▶
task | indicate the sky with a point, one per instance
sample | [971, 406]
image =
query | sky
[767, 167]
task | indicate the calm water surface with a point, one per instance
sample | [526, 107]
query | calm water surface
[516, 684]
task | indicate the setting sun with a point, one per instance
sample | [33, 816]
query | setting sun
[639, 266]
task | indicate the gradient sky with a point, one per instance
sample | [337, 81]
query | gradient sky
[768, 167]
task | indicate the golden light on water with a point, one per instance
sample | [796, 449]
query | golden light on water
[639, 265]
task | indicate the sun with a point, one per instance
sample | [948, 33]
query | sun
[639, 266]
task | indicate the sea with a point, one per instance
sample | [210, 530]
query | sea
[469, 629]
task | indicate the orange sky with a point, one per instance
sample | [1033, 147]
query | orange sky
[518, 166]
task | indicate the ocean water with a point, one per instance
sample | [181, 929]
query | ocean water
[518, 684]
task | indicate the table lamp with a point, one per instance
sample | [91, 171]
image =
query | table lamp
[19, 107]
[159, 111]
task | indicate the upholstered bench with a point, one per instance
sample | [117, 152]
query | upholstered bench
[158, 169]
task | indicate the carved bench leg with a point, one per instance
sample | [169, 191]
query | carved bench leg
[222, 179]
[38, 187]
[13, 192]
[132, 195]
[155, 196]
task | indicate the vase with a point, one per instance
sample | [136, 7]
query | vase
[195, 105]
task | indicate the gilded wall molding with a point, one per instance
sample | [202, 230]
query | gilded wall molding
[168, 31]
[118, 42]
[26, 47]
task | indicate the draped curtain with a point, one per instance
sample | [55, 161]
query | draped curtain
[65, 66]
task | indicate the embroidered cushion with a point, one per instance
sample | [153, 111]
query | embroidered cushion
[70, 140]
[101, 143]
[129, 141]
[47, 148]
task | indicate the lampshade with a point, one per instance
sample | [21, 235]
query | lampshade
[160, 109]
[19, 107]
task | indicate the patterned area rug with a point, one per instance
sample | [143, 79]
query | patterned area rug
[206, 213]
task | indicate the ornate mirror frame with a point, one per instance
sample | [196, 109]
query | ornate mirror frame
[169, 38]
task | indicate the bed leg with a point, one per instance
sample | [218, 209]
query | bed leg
◀
What to do> Reproduce all of the entries above line for line, changing nothing.

Solved problem>
task | indicate the sky with a point, one per instance
sample | [971, 406]
image =
query | sky
[767, 167]
task | indicate the calm water surface with a point, one per instance
sample | [526, 107]
query | calm water surface
[516, 684]
task | indicate the setting sun with a point, one per instance
sample | [33, 816]
query | setting sun
[639, 266]
task | indicate the gradient sky with a point, one per instance
sample | [337, 81]
query | gradient sky
[768, 167]
task | indicate the golden light on water with a point, one per instance
sample | [796, 449]
query | golden light on water
[639, 265]
task | indicate the sun with a point, one per instance
sample | [948, 33]
query | sun
[639, 266]
task | indicate the sea with a point, one per instance
sample | [210, 530]
query | sea
[469, 629]
task | indicate the orange sky with a point, one per instance
sample | [1033, 147]
query | orange sky
[518, 166]
task | indicate the ocean water with a point, one per instance
sample | [181, 929]
query | ocean water
[518, 684]
task | indicate the table lamp with a point, one per instance
sample | [91, 171]
image =
query | table lamp
[19, 107]
[159, 111]
task | indicate the upholstered bench with a point, one per instance
sample | [117, 152]
query | upholstered bench
[158, 169]
task | indicate the carved bench leg with a point, one per instance
sample | [169, 191]
query | carved bench leg
[222, 179]
[38, 187]
[13, 192]
[132, 195]
[155, 196]
task | indicate the vase with a point, one per instance
sample | [136, 7]
query | vase
[195, 105]
task | indicate the gilded wall molding with a point, one per instance
sample | [202, 230]
query | gilded wall molding
[168, 31]
[118, 42]
[26, 47]
task | indicate the draped curtain with a point, one per instance
sample | [55, 161]
query | draped curtain
[65, 66]
task | indicate the embroidered cushion with a point, one per instance
sample | [153, 111]
query | embroidered cushion
[70, 140]
[101, 143]
[129, 141]
[47, 148]
task | indicate the lampshade with a point, one per instance
sample | [21, 235]
query | lampshade
[160, 109]
[19, 107]
task | indicate the patterned area rug with a point, one per instance
sample | [143, 79]
query | patterned area rug
[206, 213]
task | indicate the ornate mirror frame with a point, one per instance
sample | [196, 109]
query | ornate mirror frame
[169, 38]
task | indicate the bed leg with a point, one per instance
sample | [218, 209]
query | bed leg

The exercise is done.